* _Records supplied_
----------

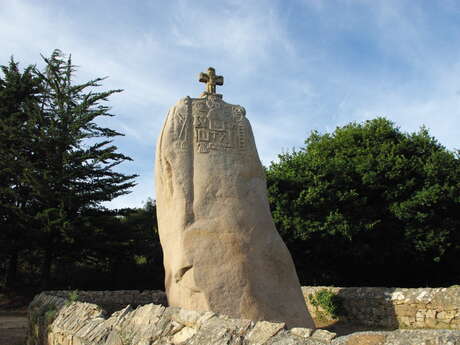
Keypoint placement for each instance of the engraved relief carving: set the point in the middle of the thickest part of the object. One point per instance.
(218, 126)
(181, 125)
(239, 115)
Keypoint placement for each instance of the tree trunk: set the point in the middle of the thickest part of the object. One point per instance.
(11, 273)
(46, 269)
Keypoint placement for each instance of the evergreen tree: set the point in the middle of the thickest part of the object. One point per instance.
(369, 204)
(19, 95)
(70, 165)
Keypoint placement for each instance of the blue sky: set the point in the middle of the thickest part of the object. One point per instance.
(296, 66)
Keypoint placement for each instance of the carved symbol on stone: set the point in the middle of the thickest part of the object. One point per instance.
(181, 125)
(211, 80)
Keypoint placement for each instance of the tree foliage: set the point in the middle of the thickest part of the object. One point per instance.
(369, 203)
(57, 162)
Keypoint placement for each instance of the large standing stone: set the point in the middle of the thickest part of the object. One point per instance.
(222, 252)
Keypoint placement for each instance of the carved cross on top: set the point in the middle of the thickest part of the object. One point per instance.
(211, 80)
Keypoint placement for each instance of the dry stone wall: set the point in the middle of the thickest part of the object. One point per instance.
(437, 308)
(54, 320)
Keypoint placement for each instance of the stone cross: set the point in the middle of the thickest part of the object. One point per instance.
(211, 80)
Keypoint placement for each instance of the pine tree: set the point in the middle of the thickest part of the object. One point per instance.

----------

* _Task directions_
Write out all the items above again word for word, leaving out the pictures.

* _Task solution_
Keypoint placement for each instance of the engraved relief carving: set the point in the middle of the thickest part of the object. One point per instance.
(218, 126)
(181, 125)
(239, 115)
Keypoint placement for each instance of the tree trunk: set the point in the middle of the thickest part of the object. One point per instance.
(11, 273)
(46, 269)
Keypoint placement for each instance of the evergreen tree: set the point in the middle of the thickest part of the object. One point per instance.
(369, 204)
(19, 95)
(70, 165)
Keypoint placement for each instance of the blue sky: set the point in the middle of the thickest part of the object. One point per instance.
(296, 66)
Keypoint placement for each instance of the carved symbol on stone: set the point in the middle of the thickest part of the object. One point per instance.
(181, 125)
(211, 80)
Keypoint placement for each instance of the tree foliage: set the point in the middle of the thickest part of the object. One point per instance.
(369, 203)
(57, 162)
Keypoint placement for each instance of the large standing stone: set the point in the middle of the thickest part of the object. One point per instance.
(222, 252)
Keypoint placement for each instance of the carved cross on top: set the point in the middle of the thickest part of the object. One point per instance.
(211, 80)
Keypoint placement for each instance of the dry stone wall: set the point in the middle of the thickest part of the object. One point per instance.
(437, 308)
(54, 320)
Keypoint placement for each instance of the stone cross: set the point in the middle of the thickest part of the object. One point per instance.
(211, 80)
Keypoint placement for each instance of the pine tree: set the point in the middle of the thickest part of the object. One point per instance.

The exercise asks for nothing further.